_What you should do_
From the line containing "Provide one point per instance of the green shrub" to the final line of the entries, every line is to be reproduced exactly; no other line belongs in the output.

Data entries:
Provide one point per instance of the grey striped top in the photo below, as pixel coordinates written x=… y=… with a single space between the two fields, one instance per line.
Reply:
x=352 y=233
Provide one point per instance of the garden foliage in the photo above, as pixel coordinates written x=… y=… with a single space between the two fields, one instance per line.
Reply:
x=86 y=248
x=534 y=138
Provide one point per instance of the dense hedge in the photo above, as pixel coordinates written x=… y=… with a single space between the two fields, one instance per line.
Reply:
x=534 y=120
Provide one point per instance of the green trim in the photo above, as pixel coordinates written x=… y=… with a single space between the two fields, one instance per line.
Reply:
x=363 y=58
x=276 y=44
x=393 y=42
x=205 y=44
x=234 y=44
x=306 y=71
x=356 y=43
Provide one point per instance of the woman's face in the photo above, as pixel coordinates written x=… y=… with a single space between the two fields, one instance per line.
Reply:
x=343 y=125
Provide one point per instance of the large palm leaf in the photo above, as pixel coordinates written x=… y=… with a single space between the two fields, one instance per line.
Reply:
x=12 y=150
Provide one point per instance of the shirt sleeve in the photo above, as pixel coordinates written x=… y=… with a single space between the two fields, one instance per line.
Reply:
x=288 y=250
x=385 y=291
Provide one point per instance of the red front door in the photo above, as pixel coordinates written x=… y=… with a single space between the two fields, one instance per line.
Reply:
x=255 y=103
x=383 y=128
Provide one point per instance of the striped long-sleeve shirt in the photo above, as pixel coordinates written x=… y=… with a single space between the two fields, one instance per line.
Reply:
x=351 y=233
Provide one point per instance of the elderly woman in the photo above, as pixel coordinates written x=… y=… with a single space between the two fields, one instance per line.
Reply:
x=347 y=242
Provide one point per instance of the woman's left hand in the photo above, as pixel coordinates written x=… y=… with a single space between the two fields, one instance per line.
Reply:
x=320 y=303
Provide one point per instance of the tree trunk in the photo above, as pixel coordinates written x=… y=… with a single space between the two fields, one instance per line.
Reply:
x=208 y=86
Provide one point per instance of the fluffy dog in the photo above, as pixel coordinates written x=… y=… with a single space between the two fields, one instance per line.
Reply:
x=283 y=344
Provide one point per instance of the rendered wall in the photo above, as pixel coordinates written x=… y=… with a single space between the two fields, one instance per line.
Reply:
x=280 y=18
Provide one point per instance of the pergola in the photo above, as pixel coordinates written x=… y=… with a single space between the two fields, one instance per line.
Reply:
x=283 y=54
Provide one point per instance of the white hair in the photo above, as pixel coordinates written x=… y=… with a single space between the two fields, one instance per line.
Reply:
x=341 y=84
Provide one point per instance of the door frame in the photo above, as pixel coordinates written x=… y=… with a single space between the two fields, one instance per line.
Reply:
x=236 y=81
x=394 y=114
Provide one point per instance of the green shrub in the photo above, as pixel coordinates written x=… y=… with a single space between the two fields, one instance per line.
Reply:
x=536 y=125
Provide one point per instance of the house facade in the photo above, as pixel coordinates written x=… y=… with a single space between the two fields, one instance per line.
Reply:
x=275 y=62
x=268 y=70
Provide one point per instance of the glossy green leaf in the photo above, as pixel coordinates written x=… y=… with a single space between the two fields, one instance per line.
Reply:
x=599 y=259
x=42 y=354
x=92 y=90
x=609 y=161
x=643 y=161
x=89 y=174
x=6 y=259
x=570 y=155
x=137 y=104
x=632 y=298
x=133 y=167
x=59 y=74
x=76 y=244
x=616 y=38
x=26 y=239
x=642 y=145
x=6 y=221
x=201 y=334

_Answer space_
Provide one point per instance of the green shrub in the photo above, as pixel coordinates written x=… y=… with a single space between the two fields, one instance per line.
Reply:
x=536 y=125
Provide one point per instance of the house facade in the photo above, as pixel coordinates written x=… y=… with a single space between the two fields, one instance per line.
Reply:
x=275 y=62
x=268 y=70
Provide one point per instance of the glossy green leaf in the photo above, as pixel coordinates written x=… y=… with a single space between the two fields, one instance per line.
Reply:
x=599 y=259
x=42 y=354
x=92 y=90
x=609 y=161
x=643 y=161
x=89 y=174
x=6 y=259
x=570 y=155
x=137 y=104
x=632 y=298
x=133 y=167
x=59 y=74
x=76 y=244
x=616 y=38
x=26 y=239
x=642 y=145
x=6 y=221
x=201 y=334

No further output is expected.